▶ DIRECTIVE: Can you give all the records again without altering a single character?

------------------------------------------------------------------------

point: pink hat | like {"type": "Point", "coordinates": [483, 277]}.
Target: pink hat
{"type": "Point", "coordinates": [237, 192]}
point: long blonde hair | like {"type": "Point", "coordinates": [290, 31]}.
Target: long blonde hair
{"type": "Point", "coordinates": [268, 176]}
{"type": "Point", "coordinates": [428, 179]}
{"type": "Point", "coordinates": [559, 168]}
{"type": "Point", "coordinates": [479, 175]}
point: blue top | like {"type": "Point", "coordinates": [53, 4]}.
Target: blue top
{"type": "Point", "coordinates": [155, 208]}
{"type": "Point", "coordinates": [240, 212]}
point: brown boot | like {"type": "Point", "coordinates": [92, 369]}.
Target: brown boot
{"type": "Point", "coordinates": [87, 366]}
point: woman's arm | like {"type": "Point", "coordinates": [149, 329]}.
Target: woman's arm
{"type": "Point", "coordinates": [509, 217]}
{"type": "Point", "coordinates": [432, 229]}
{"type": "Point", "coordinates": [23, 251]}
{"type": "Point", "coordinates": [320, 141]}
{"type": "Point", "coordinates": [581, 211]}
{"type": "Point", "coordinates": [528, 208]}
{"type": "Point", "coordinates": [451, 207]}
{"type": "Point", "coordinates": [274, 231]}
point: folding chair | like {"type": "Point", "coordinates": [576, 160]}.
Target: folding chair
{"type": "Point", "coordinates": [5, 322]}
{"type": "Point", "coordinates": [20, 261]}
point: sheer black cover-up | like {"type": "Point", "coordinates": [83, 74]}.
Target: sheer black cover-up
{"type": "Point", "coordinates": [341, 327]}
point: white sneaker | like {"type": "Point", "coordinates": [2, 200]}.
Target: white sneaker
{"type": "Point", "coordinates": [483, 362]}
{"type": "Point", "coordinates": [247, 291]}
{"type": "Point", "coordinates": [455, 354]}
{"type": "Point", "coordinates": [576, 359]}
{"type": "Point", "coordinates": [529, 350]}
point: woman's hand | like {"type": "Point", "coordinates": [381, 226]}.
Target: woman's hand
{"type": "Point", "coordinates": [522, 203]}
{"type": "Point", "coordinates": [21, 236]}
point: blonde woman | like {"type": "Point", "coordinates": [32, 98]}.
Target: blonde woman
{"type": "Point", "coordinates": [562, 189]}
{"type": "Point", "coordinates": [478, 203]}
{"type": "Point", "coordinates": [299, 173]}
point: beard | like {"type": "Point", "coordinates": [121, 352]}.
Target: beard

------------------------------------------------------------------------

▶ WORKED SOLUTION:
point: pink hat | like {"type": "Point", "coordinates": [483, 277]}.
Target: pink hat
{"type": "Point", "coordinates": [237, 192]}
point: long blonde hair | like {"type": "Point", "coordinates": [290, 31]}.
Target: long blonde hair
{"type": "Point", "coordinates": [268, 176]}
{"type": "Point", "coordinates": [428, 179]}
{"type": "Point", "coordinates": [559, 168]}
{"type": "Point", "coordinates": [479, 175]}
point: blue top | like {"type": "Point", "coordinates": [53, 4]}.
Target: blue top
{"type": "Point", "coordinates": [155, 208]}
{"type": "Point", "coordinates": [240, 212]}
point: brown boot | like {"type": "Point", "coordinates": [92, 369]}.
Target: brown boot
{"type": "Point", "coordinates": [87, 366]}
point: woman's arm | like {"type": "Point", "coordinates": [149, 329]}.
Target: woman's arm
{"type": "Point", "coordinates": [509, 217]}
{"type": "Point", "coordinates": [432, 229]}
{"type": "Point", "coordinates": [23, 251]}
{"type": "Point", "coordinates": [320, 141]}
{"type": "Point", "coordinates": [581, 211]}
{"type": "Point", "coordinates": [528, 208]}
{"type": "Point", "coordinates": [451, 207]}
{"type": "Point", "coordinates": [274, 231]}
point: folding chair | like {"type": "Point", "coordinates": [576, 160]}.
Target: folding chair
{"type": "Point", "coordinates": [5, 322]}
{"type": "Point", "coordinates": [20, 261]}
point: sheer black cover-up | like {"type": "Point", "coordinates": [83, 74]}.
Target: sheer black cover-up
{"type": "Point", "coordinates": [341, 327]}
point: white sneaker | like {"type": "Point", "coordinates": [2, 200]}.
Target: white sneaker
{"type": "Point", "coordinates": [483, 362]}
{"type": "Point", "coordinates": [247, 291]}
{"type": "Point", "coordinates": [455, 354]}
{"type": "Point", "coordinates": [576, 359]}
{"type": "Point", "coordinates": [529, 350]}
point: woman's hand | like {"type": "Point", "coordinates": [381, 226]}.
Target: woman's hand
{"type": "Point", "coordinates": [522, 203]}
{"type": "Point", "coordinates": [21, 236]}
point: blonde woman | like {"type": "Point", "coordinates": [32, 98]}.
Target: blonde woman
{"type": "Point", "coordinates": [562, 189]}
{"type": "Point", "coordinates": [478, 203]}
{"type": "Point", "coordinates": [299, 173]}
point: beard | like {"type": "Point", "coordinates": [121, 352]}.
Target: beard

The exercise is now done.